→ EXTRACTED MATERIAL
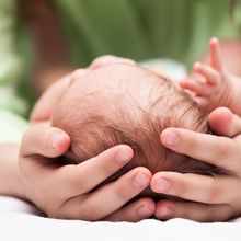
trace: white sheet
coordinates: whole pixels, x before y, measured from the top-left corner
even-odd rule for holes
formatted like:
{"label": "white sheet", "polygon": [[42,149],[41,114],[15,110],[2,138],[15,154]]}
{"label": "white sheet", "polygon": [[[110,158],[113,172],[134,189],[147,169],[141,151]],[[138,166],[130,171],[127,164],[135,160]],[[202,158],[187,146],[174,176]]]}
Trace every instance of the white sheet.
{"label": "white sheet", "polygon": [[39,216],[32,205],[0,196],[0,240],[218,240],[240,241],[241,219],[232,222],[198,223],[185,219],[138,223],[57,220]]}

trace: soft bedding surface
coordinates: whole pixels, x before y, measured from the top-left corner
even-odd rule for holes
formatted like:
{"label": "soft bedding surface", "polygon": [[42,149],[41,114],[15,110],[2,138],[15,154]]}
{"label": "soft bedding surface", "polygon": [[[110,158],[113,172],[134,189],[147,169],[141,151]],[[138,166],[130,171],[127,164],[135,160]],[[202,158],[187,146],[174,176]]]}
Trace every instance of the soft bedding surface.
{"label": "soft bedding surface", "polygon": [[41,216],[23,200],[0,196],[0,240],[241,240],[241,218],[231,222],[198,223],[185,219],[138,223],[59,220]]}

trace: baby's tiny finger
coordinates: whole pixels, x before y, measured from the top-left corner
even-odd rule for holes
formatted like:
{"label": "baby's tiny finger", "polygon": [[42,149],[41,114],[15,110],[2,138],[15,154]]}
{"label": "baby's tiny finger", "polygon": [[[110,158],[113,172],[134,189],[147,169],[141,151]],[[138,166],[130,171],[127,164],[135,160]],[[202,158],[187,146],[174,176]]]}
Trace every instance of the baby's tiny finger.
{"label": "baby's tiny finger", "polygon": [[200,62],[195,62],[193,66],[194,70],[202,76],[205,77],[207,83],[209,84],[217,84],[220,81],[219,73],[211,67],[200,64]]}
{"label": "baby's tiny finger", "polygon": [[197,94],[198,96],[207,96],[208,95],[208,87],[206,83],[203,83],[197,80],[182,80],[180,81],[180,87],[186,90],[190,90]]}
{"label": "baby's tiny finger", "polygon": [[221,59],[221,49],[219,45],[219,41],[216,37],[210,39],[210,65],[217,71],[223,71],[223,65]]}

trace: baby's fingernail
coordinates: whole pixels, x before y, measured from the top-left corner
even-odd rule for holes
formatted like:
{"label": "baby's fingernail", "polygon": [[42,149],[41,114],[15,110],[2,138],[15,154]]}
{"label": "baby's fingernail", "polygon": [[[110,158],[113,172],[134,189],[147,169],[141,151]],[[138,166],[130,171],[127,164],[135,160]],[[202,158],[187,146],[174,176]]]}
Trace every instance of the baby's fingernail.
{"label": "baby's fingernail", "polygon": [[195,69],[198,69],[198,68],[200,68],[200,64],[199,64],[199,62],[195,62],[195,64],[193,65],[193,67],[194,67]]}
{"label": "baby's fingernail", "polygon": [[179,136],[172,130],[164,131],[161,139],[163,144],[169,146],[175,146],[179,144]]}
{"label": "baby's fingernail", "polygon": [[123,148],[115,156],[117,162],[128,162],[131,158],[131,152],[129,149]]}
{"label": "baby's fingernail", "polygon": [[162,193],[167,192],[171,186],[171,182],[168,181],[167,179],[159,179],[157,184],[156,184],[156,192]]}
{"label": "baby's fingernail", "polygon": [[58,147],[65,138],[66,138],[66,136],[62,135],[62,133],[54,131],[50,136],[48,147],[50,149],[56,149],[56,147]]}
{"label": "baby's fingernail", "polygon": [[174,217],[174,210],[171,207],[162,207],[161,211],[158,213],[158,218],[170,219]]}
{"label": "baby's fingernail", "polygon": [[147,218],[147,217],[149,217],[149,216],[152,214],[152,211],[151,211],[148,207],[146,207],[145,205],[142,205],[142,206],[137,210],[137,213],[138,213],[139,216],[142,217],[142,218]]}
{"label": "baby's fingernail", "polygon": [[148,186],[149,179],[146,175],[141,174],[141,173],[137,173],[136,176],[133,180],[133,184],[137,188],[142,190],[142,188]]}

→ JOB
Find each line in the records above that contains the word "instance", and copy every such line.

→ OUTPUT OF THE EXERCISE
Trace every instance of the white sheet.
Trace every instance of the soft bedding surface.
Trace every instance of the baby's tiny finger.
Trace every instance of the baby's fingernail.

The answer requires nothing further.